A utility patent protects inventions for 20 years from the filing date of the patent application. The patent holder must pay periodic maintenance fees to keep the patent from expiring.
Design patent: Design patents protect the ornamental appearance of a product. This includes the shape and configuration of something. In some cases, it can protect both the design and ornamentation. For example, if you create a new, unique piece of jewelry, you can protect the look or design by filing for a design patent. This patent will protect your design for 14 years from the date the patent is granted.
A design patent will protect designs for 15 years from the date the design patent is granted. The patents do not require maintenance fees to be paid to keep the patent from expiring.
Plant patent: This patent protects new, asexually produced plants. Plant patents last for 20 years from the date you file your patent application.
Why Do I Need to Know the Difference Between Copyright and Patent?
Understanding the difference between copyright and patent can save you and your business time and money. Artistic works are automatically protected under copyright law the moment they are created. But to file a lawsuit against anyone that violates your copyright, you must register the work with the U.S. Copyright office. A patent is different. For complete protection, you must file a patent application with the USPTO, and the patent has to be granted. Working with an experienced attorney can save you valuable time and money. They can determine the proper protection that you need. Once you have decided what protection is required for your intellectual property, your attorney will help you navigate the process of applying for that specific protection. Contact us to protect your property.
● ● ●
### WRITTEN EXERCISE A
In the patent text, how long does a plant patent last?
### WRITTEN EXERCISE B
Rewrite the patent text, everything from "Understanding the difference" down to "protect your property.", swapping "lawsuit" for "legal claim".
### WRITTEN EXERCISE C
Write the next part of the patent text, picking up after its final sentence.

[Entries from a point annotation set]
● ● ●
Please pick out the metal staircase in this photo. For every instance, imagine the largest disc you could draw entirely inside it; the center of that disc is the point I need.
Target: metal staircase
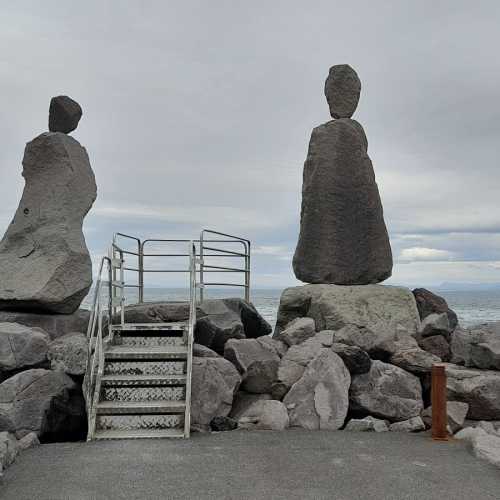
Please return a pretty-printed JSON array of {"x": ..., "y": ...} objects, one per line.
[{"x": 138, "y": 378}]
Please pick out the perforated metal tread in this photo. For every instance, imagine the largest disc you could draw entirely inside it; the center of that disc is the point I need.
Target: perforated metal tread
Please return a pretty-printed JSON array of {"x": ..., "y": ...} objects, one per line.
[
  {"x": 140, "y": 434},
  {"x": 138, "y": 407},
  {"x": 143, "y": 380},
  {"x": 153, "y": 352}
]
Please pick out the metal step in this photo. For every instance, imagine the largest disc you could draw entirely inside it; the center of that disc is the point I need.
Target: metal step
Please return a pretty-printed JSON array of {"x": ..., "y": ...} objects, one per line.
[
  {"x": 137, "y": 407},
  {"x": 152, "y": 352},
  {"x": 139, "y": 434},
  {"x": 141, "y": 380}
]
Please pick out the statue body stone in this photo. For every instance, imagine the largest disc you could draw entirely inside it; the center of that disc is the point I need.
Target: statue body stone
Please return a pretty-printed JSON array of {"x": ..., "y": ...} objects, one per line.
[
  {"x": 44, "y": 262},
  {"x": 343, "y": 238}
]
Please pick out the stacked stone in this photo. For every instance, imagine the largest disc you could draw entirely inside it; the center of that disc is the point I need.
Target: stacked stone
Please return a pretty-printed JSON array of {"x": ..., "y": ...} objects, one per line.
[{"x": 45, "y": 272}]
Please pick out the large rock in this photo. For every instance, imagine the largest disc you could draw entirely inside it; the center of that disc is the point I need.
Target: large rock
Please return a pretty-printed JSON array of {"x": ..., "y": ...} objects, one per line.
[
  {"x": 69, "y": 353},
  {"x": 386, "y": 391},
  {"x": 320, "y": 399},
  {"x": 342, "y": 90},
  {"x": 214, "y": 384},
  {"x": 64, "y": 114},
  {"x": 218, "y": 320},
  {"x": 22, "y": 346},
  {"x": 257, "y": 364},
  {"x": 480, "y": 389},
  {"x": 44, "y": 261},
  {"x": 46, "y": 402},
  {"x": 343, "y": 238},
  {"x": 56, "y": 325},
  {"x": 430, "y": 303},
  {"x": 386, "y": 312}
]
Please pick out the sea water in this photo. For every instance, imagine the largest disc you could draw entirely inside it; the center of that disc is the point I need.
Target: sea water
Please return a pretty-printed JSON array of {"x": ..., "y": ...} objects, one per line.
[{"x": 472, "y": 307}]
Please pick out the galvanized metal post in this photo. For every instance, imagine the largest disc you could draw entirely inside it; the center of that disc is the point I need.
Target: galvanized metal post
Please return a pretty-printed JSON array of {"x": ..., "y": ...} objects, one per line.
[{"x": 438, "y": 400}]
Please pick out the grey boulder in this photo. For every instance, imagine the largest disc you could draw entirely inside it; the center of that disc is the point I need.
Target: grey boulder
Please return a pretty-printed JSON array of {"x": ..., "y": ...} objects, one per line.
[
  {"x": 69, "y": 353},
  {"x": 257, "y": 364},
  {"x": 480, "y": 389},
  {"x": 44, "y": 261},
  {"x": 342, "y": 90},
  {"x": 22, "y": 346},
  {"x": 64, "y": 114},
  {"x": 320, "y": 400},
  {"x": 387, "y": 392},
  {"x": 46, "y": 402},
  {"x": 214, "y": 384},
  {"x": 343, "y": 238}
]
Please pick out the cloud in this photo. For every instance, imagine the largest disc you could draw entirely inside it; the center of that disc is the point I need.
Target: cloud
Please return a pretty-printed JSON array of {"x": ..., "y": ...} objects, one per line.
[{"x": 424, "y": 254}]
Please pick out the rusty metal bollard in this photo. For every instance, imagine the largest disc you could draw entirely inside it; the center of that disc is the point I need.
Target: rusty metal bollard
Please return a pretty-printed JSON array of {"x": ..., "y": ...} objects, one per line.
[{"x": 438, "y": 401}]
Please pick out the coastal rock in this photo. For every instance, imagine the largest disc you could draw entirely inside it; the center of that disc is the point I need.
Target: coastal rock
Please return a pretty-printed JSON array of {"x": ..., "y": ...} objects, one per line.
● ● ●
### REPLY A
A plant patent lasts 20 years from the date the patent application is filed.

### REPLY B
Understanding the difference between copyright and patent can save you and your business time and money. Artistic works are automatically protected under copyright law the moment they are created. But to file a legal claim against anyone that violates your copyright, you must register the work with the U.S. Copyright office. A patent is different. For complete protection, you must file a patent application with the USPTO, and the patent has to be granted. Working with an experienced attorney can save you valuable time and money. They can determine the proper protection that you need. Once you have decided what protection is required for your intellectual property, your attorney will help you navigate the process of applying for that specific protection. Contact us to protect your property.

### REPLY C
SecureMark Legal is a dynamic, women-owned law firm that seeks to take the mystery out of brand protection and really take that aspect of protecting business brands “off your plate” so you can focus on what you do best, running your business. We strive to break everything down for you in easily understandable ways and to really become a partner in your success. We are based out of South Florida, but since trademark and copyright registrations are primarily Federal in nature, we are able to serve clients all across the United States regardless of where your business is based.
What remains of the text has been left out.